## Assigned task
Only an exact copy of the listing below will do.

Input for this task below:

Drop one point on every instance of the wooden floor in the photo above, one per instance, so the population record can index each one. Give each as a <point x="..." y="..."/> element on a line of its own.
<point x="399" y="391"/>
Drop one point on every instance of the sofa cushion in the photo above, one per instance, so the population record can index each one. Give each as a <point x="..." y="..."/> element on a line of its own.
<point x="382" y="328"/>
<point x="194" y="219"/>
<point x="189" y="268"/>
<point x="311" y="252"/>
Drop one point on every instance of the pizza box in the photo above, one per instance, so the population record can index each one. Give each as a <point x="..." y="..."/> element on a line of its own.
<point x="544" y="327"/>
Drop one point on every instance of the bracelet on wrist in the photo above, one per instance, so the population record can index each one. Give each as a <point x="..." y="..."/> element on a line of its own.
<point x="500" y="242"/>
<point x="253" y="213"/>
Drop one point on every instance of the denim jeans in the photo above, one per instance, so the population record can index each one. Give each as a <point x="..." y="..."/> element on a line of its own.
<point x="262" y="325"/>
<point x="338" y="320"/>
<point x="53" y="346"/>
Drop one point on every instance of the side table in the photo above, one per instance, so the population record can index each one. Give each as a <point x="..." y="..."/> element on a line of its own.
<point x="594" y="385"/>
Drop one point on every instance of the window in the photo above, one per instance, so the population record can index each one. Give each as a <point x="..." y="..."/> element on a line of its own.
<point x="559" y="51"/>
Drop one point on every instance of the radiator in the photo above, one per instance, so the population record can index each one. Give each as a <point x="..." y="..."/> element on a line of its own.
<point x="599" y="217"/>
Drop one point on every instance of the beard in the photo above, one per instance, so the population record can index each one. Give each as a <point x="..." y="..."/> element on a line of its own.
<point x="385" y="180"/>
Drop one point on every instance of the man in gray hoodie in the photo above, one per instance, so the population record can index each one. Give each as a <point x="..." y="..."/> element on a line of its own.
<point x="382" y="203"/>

End of Input for this task.

## Output of the exercise
Drop one point on every instance of the wooden floor in the photo above, one per instance, so the population record can index each one. Give each as a <point x="..." y="..."/> element on a line of its own.
<point x="399" y="391"/>
Drop one point on every instance of the sofa cushion in the photo above, one per instance, so the population record can index each one. Give each as a <point x="..." y="..."/> element on a line of its own.
<point x="382" y="328"/>
<point x="194" y="219"/>
<point x="189" y="268"/>
<point x="311" y="252"/>
Drop one point on every instance of the pizza box in the photo above, one per instance, so the population record can index each one. Give each as a <point x="..." y="..."/> element on a line of its own.
<point x="544" y="327"/>
Drop one point on every instance of the bracelet on wrist in the photo above, one per instance, so the population record can index each one. Give each as a <point x="..." y="..."/> element on a line of its own.
<point x="500" y="242"/>
<point x="253" y="213"/>
Drop one point on every instance of the denim jeans in the photo above, one per instance, so the population record can index each one. Give each as a <point x="..." y="..."/> element on a line of its own.
<point x="262" y="325"/>
<point x="338" y="320"/>
<point x="53" y="346"/>
Drop one point on every instance of the side table in the photo above, one per instance, so the population record can index each one. Give each as a <point x="..." y="..."/> element on a line of its own.
<point x="594" y="385"/>
Drop one point on every instance of the window in the photo above, one per instance, so the population record can index each one. Give each as a <point x="..." y="..."/> element on a line of its own.
<point x="559" y="51"/>
Drop one point on every instance of the radiator in the photo above, one per instance, so the population record can index each one. Give each as a <point x="..." y="..."/> element on a line of its own.
<point x="599" y="217"/>
Drop one point on every instance of the beard in the photo above, one per instance, so the population record can index each one. Give each as a <point x="..." y="..."/> element on a line of its own.
<point x="385" y="180"/>
Drop one point on every instance of the man in gray hoodie in the photo above, one per instance, so the population record can index each one. Give each as a <point x="..." y="..."/> element on a line of its own.
<point x="382" y="203"/>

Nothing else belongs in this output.